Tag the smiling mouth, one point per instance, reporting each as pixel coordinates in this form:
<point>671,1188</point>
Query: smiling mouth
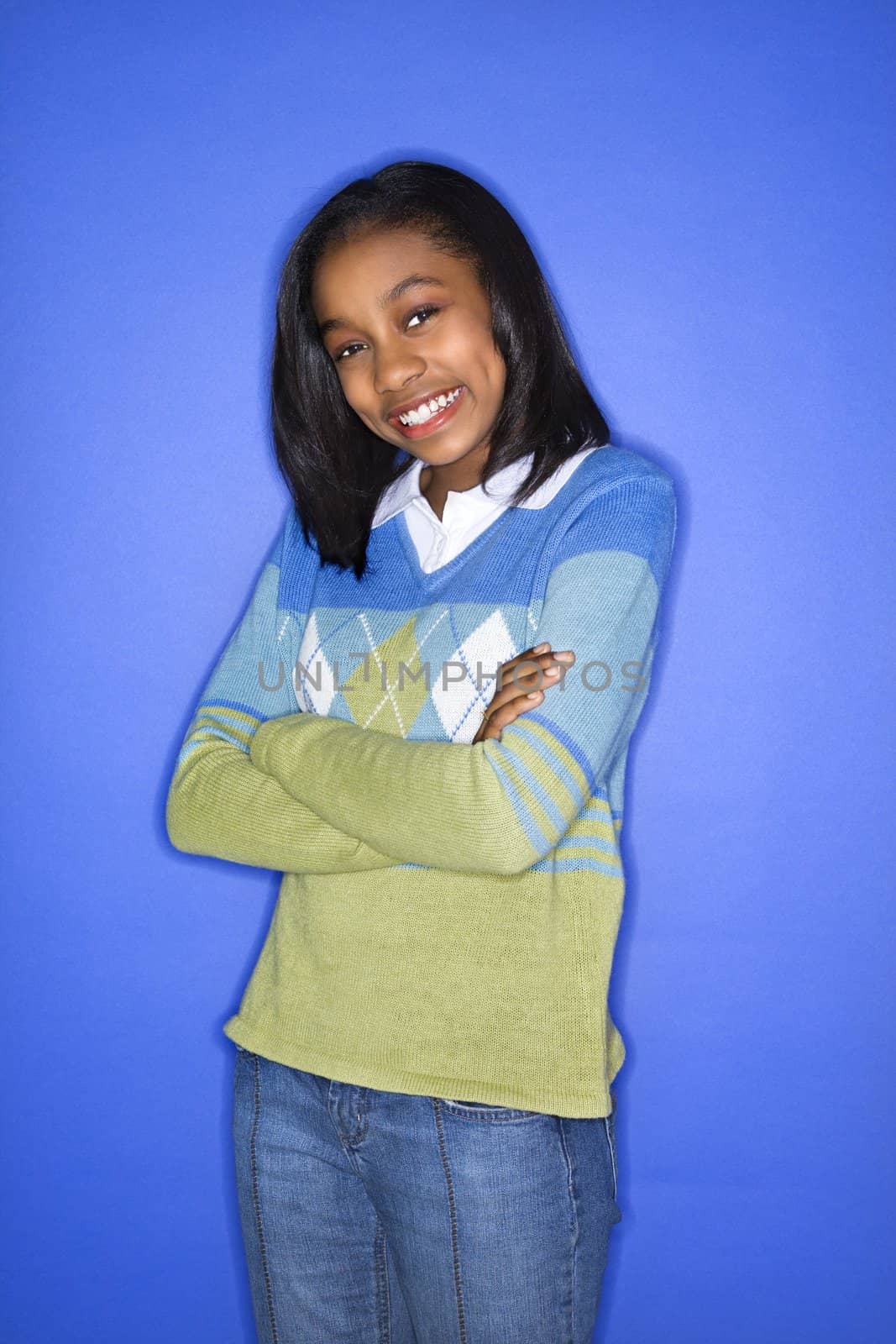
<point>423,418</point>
* * *
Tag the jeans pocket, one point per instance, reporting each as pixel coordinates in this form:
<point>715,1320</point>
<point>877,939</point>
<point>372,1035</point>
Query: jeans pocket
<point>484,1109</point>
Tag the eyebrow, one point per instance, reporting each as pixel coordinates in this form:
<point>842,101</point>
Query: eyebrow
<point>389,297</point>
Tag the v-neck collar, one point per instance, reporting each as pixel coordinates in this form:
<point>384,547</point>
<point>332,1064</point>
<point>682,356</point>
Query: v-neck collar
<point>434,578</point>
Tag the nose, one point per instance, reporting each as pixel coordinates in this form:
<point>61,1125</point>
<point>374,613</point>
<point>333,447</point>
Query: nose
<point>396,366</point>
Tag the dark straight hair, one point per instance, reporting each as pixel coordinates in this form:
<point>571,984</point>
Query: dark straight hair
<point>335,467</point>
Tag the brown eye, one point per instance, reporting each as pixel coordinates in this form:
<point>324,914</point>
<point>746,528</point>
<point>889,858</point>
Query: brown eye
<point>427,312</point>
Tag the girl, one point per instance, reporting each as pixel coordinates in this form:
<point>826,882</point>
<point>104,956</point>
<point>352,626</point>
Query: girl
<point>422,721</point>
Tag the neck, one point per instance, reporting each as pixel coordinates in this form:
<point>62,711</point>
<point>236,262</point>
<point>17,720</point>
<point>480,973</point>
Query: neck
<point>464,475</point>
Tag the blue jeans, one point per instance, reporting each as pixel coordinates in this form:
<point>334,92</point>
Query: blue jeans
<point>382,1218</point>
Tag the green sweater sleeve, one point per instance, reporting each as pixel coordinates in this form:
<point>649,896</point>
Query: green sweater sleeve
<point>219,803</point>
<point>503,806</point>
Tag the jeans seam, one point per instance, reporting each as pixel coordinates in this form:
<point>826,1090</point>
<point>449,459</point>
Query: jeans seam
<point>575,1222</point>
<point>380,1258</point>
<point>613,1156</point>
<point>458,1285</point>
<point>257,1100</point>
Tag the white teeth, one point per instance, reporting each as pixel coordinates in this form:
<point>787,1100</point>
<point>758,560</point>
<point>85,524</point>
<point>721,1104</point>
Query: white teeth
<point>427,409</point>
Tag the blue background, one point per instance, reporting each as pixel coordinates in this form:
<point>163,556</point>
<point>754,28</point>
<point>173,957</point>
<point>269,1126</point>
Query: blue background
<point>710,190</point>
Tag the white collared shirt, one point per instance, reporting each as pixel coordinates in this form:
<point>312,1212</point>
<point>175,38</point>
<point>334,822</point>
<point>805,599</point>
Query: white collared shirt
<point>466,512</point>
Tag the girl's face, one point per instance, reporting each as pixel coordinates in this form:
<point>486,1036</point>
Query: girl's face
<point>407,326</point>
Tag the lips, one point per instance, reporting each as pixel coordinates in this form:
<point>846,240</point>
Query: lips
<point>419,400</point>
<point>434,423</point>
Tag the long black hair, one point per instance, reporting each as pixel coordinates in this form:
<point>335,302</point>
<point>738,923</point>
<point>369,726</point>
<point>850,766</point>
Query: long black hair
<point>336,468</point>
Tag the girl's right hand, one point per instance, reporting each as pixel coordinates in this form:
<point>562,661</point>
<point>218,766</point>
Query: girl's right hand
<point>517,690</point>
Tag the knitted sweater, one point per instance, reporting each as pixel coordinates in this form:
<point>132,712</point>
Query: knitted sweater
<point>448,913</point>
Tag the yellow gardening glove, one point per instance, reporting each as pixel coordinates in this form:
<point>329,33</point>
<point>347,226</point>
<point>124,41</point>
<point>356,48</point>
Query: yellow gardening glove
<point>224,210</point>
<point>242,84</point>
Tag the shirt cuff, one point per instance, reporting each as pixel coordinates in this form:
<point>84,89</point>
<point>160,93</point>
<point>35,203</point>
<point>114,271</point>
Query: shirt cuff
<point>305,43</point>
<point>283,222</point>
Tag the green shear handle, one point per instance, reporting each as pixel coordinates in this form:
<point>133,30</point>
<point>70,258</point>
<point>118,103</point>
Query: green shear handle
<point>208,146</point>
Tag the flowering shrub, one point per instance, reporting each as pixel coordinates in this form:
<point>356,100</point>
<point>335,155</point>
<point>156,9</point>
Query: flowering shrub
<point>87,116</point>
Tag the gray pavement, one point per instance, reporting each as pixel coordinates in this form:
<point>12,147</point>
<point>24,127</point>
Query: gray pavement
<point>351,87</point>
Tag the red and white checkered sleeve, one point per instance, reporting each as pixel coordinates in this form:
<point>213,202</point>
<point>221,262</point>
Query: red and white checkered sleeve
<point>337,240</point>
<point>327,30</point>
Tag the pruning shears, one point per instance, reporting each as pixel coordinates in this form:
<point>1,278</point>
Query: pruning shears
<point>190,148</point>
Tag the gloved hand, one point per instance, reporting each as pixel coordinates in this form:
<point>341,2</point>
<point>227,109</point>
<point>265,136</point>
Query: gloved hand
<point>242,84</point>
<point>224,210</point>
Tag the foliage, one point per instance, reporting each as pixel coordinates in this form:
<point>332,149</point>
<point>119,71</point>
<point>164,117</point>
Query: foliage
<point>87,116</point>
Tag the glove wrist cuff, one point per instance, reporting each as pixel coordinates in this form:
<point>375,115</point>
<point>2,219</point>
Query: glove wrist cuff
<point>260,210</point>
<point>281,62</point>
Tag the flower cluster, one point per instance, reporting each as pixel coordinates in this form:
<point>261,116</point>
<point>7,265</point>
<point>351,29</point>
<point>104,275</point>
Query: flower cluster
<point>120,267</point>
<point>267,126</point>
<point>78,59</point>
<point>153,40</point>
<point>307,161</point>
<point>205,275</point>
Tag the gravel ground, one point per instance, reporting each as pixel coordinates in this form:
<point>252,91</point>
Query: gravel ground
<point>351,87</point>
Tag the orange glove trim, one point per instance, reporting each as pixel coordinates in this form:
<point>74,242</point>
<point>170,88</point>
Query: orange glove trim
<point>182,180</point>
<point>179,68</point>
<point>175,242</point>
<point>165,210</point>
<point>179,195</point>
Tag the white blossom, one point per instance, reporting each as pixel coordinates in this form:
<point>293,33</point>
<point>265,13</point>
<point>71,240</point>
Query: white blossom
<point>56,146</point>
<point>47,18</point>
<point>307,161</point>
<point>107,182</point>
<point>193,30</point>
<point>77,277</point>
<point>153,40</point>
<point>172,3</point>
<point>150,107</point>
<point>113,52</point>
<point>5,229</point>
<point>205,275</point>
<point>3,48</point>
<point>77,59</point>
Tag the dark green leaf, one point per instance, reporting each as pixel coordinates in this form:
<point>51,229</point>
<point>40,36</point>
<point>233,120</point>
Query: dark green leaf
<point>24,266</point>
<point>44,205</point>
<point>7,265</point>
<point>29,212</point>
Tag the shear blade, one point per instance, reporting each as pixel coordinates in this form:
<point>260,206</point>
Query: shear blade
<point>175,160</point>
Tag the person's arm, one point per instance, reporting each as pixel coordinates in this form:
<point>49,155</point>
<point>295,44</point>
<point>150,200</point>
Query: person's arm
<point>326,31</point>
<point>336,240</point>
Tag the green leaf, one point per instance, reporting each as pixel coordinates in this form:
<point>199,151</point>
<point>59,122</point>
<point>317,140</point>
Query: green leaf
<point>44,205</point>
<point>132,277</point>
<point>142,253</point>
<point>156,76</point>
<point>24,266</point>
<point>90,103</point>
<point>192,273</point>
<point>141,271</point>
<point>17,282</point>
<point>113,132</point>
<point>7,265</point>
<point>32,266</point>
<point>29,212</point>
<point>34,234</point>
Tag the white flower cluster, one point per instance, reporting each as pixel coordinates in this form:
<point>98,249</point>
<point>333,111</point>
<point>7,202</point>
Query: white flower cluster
...
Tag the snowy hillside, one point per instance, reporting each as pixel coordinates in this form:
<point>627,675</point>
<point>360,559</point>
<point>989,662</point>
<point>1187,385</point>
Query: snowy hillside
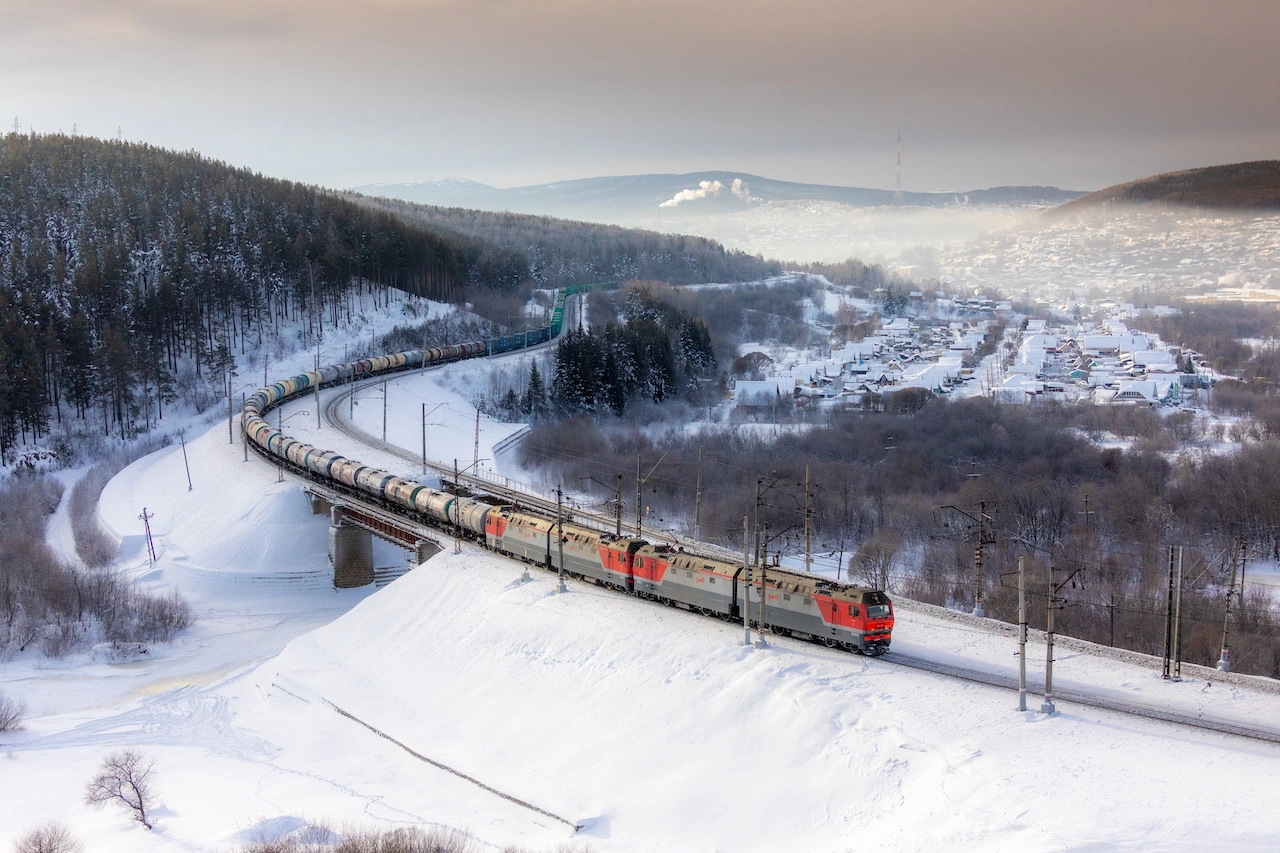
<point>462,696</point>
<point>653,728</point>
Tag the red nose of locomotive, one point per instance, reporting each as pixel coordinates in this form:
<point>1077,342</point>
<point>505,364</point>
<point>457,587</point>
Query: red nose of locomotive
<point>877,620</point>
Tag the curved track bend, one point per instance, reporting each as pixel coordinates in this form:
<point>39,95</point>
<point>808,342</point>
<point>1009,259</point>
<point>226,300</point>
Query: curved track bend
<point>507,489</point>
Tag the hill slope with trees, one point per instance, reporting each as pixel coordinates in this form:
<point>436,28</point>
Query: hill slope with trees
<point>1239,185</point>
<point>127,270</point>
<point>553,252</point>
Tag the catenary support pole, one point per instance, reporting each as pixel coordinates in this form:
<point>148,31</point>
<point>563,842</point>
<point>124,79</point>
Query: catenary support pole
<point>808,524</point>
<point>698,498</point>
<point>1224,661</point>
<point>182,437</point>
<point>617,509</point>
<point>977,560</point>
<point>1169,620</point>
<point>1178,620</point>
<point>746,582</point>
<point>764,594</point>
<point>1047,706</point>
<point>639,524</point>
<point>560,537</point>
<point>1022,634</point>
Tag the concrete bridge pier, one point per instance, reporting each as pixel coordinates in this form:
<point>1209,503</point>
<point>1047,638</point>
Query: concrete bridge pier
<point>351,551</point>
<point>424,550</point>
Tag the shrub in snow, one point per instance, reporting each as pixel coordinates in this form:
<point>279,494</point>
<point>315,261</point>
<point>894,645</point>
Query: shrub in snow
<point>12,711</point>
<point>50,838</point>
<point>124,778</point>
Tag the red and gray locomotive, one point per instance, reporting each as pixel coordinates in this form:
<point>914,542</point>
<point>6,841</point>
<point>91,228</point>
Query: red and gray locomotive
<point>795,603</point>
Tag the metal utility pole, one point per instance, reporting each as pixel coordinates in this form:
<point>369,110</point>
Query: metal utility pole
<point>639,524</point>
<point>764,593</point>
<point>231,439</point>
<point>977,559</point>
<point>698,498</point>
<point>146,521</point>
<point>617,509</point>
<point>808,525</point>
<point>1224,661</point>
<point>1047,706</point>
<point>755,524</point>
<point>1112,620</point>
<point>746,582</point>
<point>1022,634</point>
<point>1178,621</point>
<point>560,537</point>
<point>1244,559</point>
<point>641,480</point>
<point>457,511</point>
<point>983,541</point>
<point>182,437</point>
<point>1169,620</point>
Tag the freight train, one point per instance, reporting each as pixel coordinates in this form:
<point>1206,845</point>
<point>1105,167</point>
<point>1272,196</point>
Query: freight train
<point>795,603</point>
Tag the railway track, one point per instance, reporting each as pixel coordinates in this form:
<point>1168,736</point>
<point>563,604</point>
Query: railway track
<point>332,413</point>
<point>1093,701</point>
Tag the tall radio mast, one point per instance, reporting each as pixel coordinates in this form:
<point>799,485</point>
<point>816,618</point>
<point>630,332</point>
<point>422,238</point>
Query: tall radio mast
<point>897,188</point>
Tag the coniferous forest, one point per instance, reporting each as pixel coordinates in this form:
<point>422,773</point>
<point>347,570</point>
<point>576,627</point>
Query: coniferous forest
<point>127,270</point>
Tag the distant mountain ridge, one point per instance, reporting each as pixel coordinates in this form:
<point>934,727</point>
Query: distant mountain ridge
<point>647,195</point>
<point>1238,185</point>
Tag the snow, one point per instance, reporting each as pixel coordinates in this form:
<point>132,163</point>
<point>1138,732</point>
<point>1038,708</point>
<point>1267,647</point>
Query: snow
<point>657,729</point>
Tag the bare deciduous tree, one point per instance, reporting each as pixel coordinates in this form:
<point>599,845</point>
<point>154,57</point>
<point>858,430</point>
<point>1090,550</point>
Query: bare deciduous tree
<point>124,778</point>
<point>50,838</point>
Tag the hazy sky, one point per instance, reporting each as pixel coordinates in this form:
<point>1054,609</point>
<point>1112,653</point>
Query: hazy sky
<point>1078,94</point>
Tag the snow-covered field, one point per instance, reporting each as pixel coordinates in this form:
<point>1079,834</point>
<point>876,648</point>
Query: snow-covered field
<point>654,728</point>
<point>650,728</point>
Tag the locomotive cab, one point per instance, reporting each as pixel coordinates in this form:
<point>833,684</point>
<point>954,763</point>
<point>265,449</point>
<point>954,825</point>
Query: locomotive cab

*REQUIREMENTS*:
Copy the data again, starting at the line that has "Tag the gravel" and stopping after the line that has "Query: white flower cluster", requests included and nothing else, but scale each answer's pixel coordinates by 1.95, rounding to whole numbers with halves going up. Leave every number in the requests and their sample points as it is.

*EXERCISE OUTPUT*:
Tag the gravel ground, one point per instance, reporting each as pixel coordinates in this form:
<point>252,91</point>
Query: gravel ground
<point>684,170</point>
Tag the orange glove trim, one point per instance, reporting each as pixel coordinates in this form:
<point>74,242</point>
<point>170,88</point>
Query: orange glove trim
<point>355,351</point>
<point>349,133</point>
<point>341,472</point>
<point>322,410</point>
<point>349,380</point>
Tag the white blossom, one point per instance, reporting each as pixel coordinates in this form:
<point>293,33</point>
<point>265,13</point>
<point>71,240</point>
Query: white blossom
<point>109,285</point>
<point>92,35</point>
<point>599,314</point>
<point>209,355</point>
<point>376,59</point>
<point>150,540</point>
<point>298,78</point>
<point>335,6</point>
<point>293,209</point>
<point>220,101</point>
<point>10,447</point>
<point>400,536</point>
<point>6,94</point>
<point>150,115</point>
Tag the dark green leaf, one point per instance, reporting each as pixel coordinates in this form:
<point>51,229</point>
<point>40,36</point>
<point>233,120</point>
Query: dark green leaf
<point>47,519</point>
<point>86,400</point>
<point>14,517</point>
<point>57,413</point>
Tag the shear blade, one point per instance, reporting each as pixel coordinates in this form:
<point>260,206</point>
Query: shear blade
<point>341,312</point>
Tag the person's arm, one point per instance, reporting each as pixel coordinates in this form:
<point>49,155</point>
<point>295,44</point>
<point>150,200</point>
Query: person's arm
<point>636,60</point>
<point>655,468</point>
Tag the green leaf, one point per instance, reporting each as pixel coordinates in this form:
<point>199,151</point>
<point>59,122</point>
<point>317,140</point>
Query: green leaf
<point>86,400</point>
<point>257,540</point>
<point>277,493</point>
<point>304,148</point>
<point>47,519</point>
<point>176,201</point>
<point>374,532</point>
<point>275,528</point>
<point>33,550</point>
<point>220,257</point>
<point>14,517</point>
<point>62,519</point>
<point>57,413</point>
<point>66,456</point>
Tag the white flower cluster, one point per instance, reporting each as pixel coordinates in this form:
<point>98,249</point>
<point>333,111</point>
<point>7,202</point>
Query: white flower cluster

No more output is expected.